• Problem description: Under this task are some entries; return every one of them exactly.

• Supplied material:

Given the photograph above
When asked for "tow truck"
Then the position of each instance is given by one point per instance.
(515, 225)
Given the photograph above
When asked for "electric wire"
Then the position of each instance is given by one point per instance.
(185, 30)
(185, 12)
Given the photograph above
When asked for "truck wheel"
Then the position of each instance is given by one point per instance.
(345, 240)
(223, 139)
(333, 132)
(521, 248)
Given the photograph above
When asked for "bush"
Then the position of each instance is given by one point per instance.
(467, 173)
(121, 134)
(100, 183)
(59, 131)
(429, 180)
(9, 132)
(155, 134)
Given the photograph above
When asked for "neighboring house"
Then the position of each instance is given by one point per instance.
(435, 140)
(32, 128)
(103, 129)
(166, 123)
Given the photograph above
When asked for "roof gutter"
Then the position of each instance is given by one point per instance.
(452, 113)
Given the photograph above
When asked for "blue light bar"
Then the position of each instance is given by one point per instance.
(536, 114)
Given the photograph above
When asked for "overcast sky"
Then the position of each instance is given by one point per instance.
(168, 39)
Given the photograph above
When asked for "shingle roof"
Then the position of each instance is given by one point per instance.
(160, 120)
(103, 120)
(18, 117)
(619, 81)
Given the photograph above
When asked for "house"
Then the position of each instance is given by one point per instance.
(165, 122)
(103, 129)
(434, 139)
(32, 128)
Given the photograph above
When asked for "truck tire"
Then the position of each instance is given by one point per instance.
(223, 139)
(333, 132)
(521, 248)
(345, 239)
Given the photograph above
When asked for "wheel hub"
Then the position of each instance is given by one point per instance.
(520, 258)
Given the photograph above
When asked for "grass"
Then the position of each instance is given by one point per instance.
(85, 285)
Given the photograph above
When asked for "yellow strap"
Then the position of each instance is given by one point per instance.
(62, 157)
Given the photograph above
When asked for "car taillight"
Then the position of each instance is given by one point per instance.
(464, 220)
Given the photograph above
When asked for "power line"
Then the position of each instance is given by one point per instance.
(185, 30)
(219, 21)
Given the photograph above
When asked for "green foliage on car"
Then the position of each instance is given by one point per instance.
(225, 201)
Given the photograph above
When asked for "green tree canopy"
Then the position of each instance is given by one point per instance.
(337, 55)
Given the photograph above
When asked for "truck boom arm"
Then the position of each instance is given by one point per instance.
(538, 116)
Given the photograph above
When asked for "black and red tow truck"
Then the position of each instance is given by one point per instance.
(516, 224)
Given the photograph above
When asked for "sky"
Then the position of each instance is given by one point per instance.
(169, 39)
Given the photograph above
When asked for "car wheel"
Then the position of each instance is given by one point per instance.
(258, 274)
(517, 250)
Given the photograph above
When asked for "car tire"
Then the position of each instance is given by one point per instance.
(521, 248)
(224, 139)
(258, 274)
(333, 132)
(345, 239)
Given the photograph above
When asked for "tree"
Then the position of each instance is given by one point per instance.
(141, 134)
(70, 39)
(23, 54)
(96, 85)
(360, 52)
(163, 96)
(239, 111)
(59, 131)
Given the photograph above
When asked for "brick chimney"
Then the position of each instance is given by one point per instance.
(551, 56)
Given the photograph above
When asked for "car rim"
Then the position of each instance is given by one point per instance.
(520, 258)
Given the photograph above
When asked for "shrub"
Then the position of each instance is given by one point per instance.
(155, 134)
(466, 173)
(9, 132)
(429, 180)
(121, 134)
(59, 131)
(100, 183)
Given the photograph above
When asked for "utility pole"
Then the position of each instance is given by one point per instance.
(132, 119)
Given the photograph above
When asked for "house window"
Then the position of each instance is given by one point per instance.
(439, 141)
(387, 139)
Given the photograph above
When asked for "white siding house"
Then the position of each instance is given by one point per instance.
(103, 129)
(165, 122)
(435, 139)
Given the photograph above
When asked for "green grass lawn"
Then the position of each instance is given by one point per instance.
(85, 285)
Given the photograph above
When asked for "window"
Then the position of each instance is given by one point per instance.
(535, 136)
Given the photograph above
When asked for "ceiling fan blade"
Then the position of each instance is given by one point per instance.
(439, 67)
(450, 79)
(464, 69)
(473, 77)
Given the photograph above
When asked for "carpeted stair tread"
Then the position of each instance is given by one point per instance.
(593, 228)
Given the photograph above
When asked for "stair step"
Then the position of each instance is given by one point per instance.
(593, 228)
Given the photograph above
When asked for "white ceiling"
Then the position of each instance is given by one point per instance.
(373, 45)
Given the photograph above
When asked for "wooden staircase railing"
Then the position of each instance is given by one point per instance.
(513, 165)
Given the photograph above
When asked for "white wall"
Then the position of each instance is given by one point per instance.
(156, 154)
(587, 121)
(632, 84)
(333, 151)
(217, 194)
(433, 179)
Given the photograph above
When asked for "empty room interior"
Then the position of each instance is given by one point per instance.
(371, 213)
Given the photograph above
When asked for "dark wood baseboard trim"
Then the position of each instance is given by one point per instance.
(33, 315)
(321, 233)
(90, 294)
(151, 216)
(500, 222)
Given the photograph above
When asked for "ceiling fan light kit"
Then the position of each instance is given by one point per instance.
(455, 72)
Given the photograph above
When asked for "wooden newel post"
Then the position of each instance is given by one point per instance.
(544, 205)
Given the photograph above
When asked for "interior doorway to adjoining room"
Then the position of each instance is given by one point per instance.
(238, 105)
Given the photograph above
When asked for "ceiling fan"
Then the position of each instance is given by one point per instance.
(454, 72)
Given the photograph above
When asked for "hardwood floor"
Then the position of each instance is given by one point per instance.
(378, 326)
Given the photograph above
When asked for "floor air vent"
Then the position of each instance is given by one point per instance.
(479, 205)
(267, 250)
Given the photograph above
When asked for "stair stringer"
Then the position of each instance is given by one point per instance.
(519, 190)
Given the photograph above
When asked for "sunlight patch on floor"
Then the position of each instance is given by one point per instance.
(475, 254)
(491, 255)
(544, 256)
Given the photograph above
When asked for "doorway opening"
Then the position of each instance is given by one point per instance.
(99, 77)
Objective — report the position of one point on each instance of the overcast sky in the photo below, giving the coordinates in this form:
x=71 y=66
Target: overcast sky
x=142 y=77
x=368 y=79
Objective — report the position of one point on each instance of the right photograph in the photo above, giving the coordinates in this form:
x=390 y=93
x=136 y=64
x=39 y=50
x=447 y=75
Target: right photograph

• Task output:
Given the photograph above
When asked for "tow truck"
Then the position of each instance is given by one point per instance.
(515, 225)
Given the photograph above
When asked for "electric wire"
Then the position of each instance is given by one point per instance.
(185, 30)
(185, 12)
Given the photograph above
When asked for "truck wheel"
Then the position of each instance is given by one point per instance.
(345, 240)
(223, 139)
(333, 132)
(521, 248)
Given the photograph above
When asked for "bush"
Then the position of each instance is given by one point per instance.
(467, 173)
(121, 134)
(100, 183)
(59, 131)
(429, 180)
(9, 132)
(155, 134)
Given the photograph above
When asked for "neighboring house"
Then the position of each instance is given by one point per instance.
(435, 140)
(32, 128)
(103, 129)
(166, 123)
Given the photograph above
When asked for "roof gutter"
Then the position of each instance is given by one point per instance.
(452, 113)
Given the photograph above
When asked for "blue light bar"
Then the position of each instance is given by one point per instance.
(536, 114)
Given the photograph above
When asked for "overcast sky"
Then the position of each instance is given by one point per instance.
(168, 39)
Given the photograph above
When asked for "shingle roof"
Then the position of each instance is given by one point per instance.
(160, 120)
(103, 120)
(18, 117)
(619, 81)
Given the photograph above
When asked for "house"
Then the position of each instance is given by one point per instance.
(165, 122)
(103, 129)
(434, 139)
(32, 128)
Given the photograph above
When asked for "truck tire"
Then the position of each instance is given by one point per instance.
(223, 139)
(333, 132)
(521, 248)
(345, 239)
Given the photograph above
When asked for "wheel hub"
Then the position of each instance is given by one point per instance.
(520, 258)
Given the photograph above
When asked for "grass"
Then the position of each instance is given by one point per instance.
(85, 285)
Given the photograph above
When asked for "yellow strap"
Then the position of each instance is given by one point per instance.
(62, 157)
Given the photograph above
When asked for "car taillight"
Then the position of each instance is given by one point per instance.
(464, 220)
Given the photograph above
When asked for "power line"
Then the position of each instance is given by one point per instance.
(185, 30)
(219, 21)
Given the photograph above
When asked for "green foliage on car"
Then the position of each instance is given by one point per instance.
(225, 201)
Given the photograph above
When asked for "green tree canopy"
Then the position of each instance is given by one point per instance.
(337, 55)
Given the photograph above
When asked for "truck boom arm"
Then the position of each instance is given by one point per instance.
(538, 116)
Given the photograph above
When asked for "black and red tow truck"
Then the position of each instance is given by one point per instance.
(516, 224)
Given the photograph above
When asked for "sky"
Then the position of each instance is given by one point per instance.
(169, 39)
Given the photograph above
When asked for "car wheel"
Then the position of each instance is given by one point per instance.
(258, 274)
(517, 250)
Given the photograph above
When asked for "car tire"
Then the position of each instance is given by one point per instance.
(521, 248)
(224, 139)
(258, 274)
(333, 132)
(345, 239)
Given the photograph above
When asked for "tree"
Then the position of each instance is given by one point per instance.
(141, 134)
(70, 39)
(23, 54)
(96, 85)
(360, 52)
(163, 96)
(239, 111)
(59, 131)
Given the photograph above
When asked for "brick chimney"
Then the position of each instance is given by one point per instance.
(551, 56)
Given the photograph above
When asked for "car rim"
Then the position of each instance is given by one point per instance.
(520, 258)
Given the photograph above
When asked for "shrub"
Then the position of each instance is given by one point per instance.
(155, 134)
(466, 173)
(9, 132)
(429, 180)
(121, 134)
(59, 131)
(100, 183)
Given the photograph above
When asked for "utility pole"
Then the position of each instance is given by one point per instance.
(132, 119)
Given the photograph above
When asked for "house window"
Then the position of each instance is given by one point per instance.
(439, 141)
(387, 139)
Given the photograph above
When asked for "white siding house"
Then the position of each instance is given by one point per instance.
(103, 129)
(165, 122)
(435, 139)
Given the photograph above
When asked for "green grass lawn"
Then the position of each instance is given by one point per instance.
(85, 285)
Given the photograph above
When asked for "window"
Then the position of each instance is given by one point per instance.
(535, 136)
Given the photograph above
When asked for "ceiling fan blade"
Then the position of each instance is given by one point per instance.
(439, 67)
(450, 79)
(464, 69)
(473, 77)
Given the photograph above
When asked for "carpeted stair tread"
Then the position of each instance is given by one point per instance.
(593, 228)
Given the photograph above
When asked for "stair step"
Then the position of each instance is given by one point per instance.
(593, 228)
Given the photograph above
When asked for "white ceiling"
Then the position of each instance is given by one point per instance.
(373, 45)
Given the photograph above
When asked for "wooden staircase railing"
Then the position of each instance is given by one point per instance.
(513, 165)
Given the photograph above
When asked for "white wall"
Then the position of each instance is given by one point per instance.
(156, 154)
(587, 121)
(632, 84)
(333, 151)
(217, 194)
(433, 179)
Given the photograph above
When asked for "empty room interior"
Then the position of each instance is given by one point per instance.
(371, 213)
Given the photograph above
When asked for "dark wood baseboard trim"
Then the position of each instance is given by one point per instance.
(33, 315)
(321, 233)
(90, 294)
(151, 216)
(500, 222)
Given the photograph above
When asked for "ceiling fan light kit"
Then the position of each instance is given by one point per instance.
(455, 72)
Given the photograph above
When asked for "wooden newel post"
Then the position of each instance is given by one point per instance.
(544, 205)
Given the photograph above
When asked for "interior doorway to adjoining room"
Then the position of each instance is given by one point per instance.
(238, 105)
Given the photograph above
When asked for "ceiling fan"
Then the position of each instance is given by one point per instance.
(454, 72)
Given the photograph above
When asked for "hardwood floor"
Then the position of each instance is given by one point per instance.
(378, 326)
Given the photograph above
When asked for "floor air vent"
Then the position of each instance is given by one point per instance.
(479, 205)
(267, 250)
Given the photograph above
When asked for "stair stringer"
Then the position of each instance is given by one point per instance.
(519, 190)
Given the photograph above
When asked for "sunlight patch on floor"
Then the position of each instance is given by one point per instance.
(475, 254)
(491, 255)
(544, 256)
Given the photograph above
When asked for "doorway opening"
Then the position of each instance is given by one point per instance.
(99, 77)
Objective — report the position of one point on each instance of the overcast sky in the photo below, giving the coordinates in this form:
x=71 y=66
Target: overcast sky
x=142 y=77
x=368 y=79
Objective — report the position of one point on each instance of the right photograph in the photo above, giving the coordinates in this form:
x=390 y=93
x=136 y=64
x=39 y=50
x=447 y=75
Target: right photograph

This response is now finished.